### PROBLEM REQUIREMENTS
Please repeat the line that contains "Implementations MUST put a point on every instance of the beige" and every line after it, exactly, through the end of the records.

### SOURCE MATERIAL
-- Opening Marker --

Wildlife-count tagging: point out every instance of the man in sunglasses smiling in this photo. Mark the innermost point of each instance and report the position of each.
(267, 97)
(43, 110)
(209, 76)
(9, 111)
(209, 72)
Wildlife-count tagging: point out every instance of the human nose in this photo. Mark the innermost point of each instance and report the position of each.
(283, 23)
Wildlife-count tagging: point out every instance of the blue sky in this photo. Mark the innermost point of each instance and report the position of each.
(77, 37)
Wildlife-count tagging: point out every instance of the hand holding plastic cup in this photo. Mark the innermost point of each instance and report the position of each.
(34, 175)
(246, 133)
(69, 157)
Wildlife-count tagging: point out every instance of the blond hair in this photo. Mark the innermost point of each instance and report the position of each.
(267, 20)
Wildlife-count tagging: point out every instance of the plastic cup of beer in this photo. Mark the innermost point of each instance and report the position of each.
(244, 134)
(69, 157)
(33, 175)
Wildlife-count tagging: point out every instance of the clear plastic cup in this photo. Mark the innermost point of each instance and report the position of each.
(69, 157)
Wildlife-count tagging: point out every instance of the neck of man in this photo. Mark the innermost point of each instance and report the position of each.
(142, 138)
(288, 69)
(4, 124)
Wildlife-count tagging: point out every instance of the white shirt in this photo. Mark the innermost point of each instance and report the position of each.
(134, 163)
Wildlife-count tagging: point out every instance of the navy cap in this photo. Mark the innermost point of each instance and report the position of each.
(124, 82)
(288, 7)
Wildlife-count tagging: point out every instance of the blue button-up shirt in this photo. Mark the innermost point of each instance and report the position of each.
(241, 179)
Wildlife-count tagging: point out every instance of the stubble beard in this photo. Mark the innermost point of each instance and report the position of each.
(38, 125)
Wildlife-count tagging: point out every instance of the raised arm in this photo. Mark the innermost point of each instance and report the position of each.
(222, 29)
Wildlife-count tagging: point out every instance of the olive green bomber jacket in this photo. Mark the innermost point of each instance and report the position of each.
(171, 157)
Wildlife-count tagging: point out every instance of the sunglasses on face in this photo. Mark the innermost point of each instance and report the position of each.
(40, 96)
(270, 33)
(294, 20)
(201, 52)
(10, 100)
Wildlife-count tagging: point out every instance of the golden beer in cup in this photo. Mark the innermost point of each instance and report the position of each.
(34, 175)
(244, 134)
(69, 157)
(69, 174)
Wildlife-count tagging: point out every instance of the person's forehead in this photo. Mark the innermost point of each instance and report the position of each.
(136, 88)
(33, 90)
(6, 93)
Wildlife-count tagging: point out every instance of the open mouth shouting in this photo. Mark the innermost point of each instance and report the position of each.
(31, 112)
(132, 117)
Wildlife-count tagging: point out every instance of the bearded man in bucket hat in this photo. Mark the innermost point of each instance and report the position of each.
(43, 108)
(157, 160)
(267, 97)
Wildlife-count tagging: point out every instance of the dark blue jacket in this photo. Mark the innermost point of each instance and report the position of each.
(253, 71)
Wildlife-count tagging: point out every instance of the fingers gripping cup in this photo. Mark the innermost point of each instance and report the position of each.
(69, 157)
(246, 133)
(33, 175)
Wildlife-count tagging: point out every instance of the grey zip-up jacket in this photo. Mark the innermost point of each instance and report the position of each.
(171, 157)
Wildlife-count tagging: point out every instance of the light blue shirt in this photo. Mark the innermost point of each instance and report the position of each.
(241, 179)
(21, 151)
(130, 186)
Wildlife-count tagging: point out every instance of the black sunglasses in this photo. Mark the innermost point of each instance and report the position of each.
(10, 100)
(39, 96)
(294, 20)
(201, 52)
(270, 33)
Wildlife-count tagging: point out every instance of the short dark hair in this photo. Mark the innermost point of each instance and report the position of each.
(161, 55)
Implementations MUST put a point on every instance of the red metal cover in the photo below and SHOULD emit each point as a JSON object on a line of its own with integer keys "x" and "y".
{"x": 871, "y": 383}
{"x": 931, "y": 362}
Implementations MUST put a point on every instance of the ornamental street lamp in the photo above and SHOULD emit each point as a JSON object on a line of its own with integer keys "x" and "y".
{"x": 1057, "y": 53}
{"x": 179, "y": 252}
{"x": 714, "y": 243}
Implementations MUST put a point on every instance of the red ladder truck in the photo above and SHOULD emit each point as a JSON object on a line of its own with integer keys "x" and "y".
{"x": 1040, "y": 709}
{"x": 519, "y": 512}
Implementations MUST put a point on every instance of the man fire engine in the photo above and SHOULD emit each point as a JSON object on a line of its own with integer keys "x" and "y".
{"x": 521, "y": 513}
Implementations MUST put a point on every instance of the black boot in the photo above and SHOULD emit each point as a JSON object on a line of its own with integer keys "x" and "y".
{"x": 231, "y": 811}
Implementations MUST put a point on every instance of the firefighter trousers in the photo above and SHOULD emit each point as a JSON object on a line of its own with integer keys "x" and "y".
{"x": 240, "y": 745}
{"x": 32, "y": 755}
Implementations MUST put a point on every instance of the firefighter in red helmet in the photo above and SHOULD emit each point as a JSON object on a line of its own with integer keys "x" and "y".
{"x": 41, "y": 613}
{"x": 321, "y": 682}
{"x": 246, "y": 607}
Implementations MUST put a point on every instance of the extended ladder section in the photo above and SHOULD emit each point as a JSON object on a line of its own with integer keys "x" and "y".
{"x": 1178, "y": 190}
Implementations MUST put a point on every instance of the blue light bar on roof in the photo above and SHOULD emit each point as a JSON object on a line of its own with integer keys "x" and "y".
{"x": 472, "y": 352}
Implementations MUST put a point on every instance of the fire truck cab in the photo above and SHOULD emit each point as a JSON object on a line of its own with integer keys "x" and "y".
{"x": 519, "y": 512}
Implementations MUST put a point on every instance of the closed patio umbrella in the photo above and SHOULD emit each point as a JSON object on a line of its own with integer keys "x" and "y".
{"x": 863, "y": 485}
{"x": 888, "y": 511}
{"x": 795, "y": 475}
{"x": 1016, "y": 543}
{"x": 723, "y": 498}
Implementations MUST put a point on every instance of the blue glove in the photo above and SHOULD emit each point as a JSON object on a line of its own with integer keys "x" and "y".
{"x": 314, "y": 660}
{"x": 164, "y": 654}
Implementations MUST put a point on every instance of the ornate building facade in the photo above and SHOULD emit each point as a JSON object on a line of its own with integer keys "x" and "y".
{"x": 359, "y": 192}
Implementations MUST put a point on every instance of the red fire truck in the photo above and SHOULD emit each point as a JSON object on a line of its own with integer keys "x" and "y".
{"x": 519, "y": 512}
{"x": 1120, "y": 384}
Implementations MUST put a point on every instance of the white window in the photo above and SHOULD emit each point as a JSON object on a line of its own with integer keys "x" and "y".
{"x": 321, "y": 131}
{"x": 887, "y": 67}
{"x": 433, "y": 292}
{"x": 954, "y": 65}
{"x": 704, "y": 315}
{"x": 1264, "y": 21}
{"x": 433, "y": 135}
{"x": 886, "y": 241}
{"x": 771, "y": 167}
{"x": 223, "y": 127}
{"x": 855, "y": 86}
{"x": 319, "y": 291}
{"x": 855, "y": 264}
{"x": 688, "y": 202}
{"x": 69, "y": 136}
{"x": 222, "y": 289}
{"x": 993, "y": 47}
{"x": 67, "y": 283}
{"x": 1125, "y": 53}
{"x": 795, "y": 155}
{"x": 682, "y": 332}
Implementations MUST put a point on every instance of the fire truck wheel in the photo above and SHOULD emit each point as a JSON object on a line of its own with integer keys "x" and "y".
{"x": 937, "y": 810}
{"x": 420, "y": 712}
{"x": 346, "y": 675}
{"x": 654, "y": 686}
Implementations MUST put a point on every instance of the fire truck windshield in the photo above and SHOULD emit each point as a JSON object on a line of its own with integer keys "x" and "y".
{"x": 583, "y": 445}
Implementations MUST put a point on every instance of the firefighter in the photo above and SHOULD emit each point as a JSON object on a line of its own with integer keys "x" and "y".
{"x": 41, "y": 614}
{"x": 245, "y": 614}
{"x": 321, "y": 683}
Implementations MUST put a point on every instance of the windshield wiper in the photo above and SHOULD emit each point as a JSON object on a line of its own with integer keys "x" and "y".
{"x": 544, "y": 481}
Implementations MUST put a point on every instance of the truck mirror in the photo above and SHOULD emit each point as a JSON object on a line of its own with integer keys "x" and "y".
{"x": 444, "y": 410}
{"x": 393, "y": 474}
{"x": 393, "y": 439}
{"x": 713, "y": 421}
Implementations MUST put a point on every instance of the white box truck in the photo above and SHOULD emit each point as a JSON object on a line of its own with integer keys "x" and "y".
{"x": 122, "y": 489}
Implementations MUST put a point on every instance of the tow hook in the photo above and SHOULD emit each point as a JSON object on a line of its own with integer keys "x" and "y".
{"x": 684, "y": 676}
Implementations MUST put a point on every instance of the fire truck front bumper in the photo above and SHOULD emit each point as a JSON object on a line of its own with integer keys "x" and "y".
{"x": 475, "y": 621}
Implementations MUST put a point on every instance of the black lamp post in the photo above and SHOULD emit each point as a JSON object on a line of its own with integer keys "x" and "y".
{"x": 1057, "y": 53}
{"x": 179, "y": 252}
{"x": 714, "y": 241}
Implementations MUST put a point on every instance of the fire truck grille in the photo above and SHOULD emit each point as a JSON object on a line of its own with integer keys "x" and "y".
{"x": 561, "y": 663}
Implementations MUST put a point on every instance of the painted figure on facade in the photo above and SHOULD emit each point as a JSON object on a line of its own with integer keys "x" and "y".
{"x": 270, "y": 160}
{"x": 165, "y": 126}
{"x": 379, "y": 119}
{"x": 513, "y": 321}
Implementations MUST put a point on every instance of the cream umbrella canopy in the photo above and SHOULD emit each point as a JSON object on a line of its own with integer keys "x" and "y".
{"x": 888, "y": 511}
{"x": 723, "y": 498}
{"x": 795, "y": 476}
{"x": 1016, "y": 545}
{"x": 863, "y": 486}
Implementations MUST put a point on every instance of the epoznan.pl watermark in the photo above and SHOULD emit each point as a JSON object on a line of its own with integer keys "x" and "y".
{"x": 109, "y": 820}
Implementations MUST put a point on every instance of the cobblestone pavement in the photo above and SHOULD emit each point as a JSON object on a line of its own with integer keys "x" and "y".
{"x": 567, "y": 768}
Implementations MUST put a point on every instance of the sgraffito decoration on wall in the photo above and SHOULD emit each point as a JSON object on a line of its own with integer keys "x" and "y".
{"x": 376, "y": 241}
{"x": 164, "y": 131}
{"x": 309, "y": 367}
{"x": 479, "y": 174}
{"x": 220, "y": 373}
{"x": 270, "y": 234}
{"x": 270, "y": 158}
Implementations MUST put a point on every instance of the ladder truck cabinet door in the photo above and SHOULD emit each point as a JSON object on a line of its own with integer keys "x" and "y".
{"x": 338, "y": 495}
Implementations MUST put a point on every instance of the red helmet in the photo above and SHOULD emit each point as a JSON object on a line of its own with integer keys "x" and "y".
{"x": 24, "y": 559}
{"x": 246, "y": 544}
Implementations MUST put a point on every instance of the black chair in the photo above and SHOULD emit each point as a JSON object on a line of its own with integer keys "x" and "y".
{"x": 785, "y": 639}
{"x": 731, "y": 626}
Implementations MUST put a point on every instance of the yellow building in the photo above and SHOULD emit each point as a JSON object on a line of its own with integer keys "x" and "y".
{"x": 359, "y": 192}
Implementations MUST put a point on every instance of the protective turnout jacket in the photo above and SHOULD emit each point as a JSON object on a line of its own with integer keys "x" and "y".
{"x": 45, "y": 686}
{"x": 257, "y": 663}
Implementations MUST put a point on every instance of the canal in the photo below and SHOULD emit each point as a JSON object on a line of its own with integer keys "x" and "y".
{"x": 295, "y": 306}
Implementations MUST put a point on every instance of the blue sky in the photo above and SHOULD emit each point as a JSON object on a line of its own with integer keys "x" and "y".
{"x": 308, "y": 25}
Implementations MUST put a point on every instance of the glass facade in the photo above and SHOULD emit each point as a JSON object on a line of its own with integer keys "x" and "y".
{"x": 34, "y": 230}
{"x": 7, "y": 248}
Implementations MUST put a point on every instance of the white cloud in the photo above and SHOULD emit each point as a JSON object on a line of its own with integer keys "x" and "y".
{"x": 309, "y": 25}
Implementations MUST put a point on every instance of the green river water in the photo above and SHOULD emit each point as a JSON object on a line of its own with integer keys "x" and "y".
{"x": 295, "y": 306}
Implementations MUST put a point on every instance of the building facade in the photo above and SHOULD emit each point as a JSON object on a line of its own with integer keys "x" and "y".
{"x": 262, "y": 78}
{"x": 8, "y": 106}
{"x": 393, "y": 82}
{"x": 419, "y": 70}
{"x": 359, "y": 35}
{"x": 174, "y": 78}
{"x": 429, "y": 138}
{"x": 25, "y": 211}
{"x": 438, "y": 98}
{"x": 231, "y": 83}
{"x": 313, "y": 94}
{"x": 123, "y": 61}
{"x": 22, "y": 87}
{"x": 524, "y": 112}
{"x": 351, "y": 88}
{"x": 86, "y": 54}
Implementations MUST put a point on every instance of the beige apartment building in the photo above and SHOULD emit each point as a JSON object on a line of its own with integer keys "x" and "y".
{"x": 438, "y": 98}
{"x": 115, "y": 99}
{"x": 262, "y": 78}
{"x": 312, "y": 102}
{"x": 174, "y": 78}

-- Closing Marker --

### TASK OUTPUT
Implementations MUST put a point on every instance of the beige apartment building in the photo above and SHOULD emit each point as a JSON object on a line of its own with integer keys "x" and "y".
{"x": 438, "y": 98}
{"x": 115, "y": 99}
{"x": 262, "y": 78}
{"x": 312, "y": 102}
{"x": 174, "y": 78}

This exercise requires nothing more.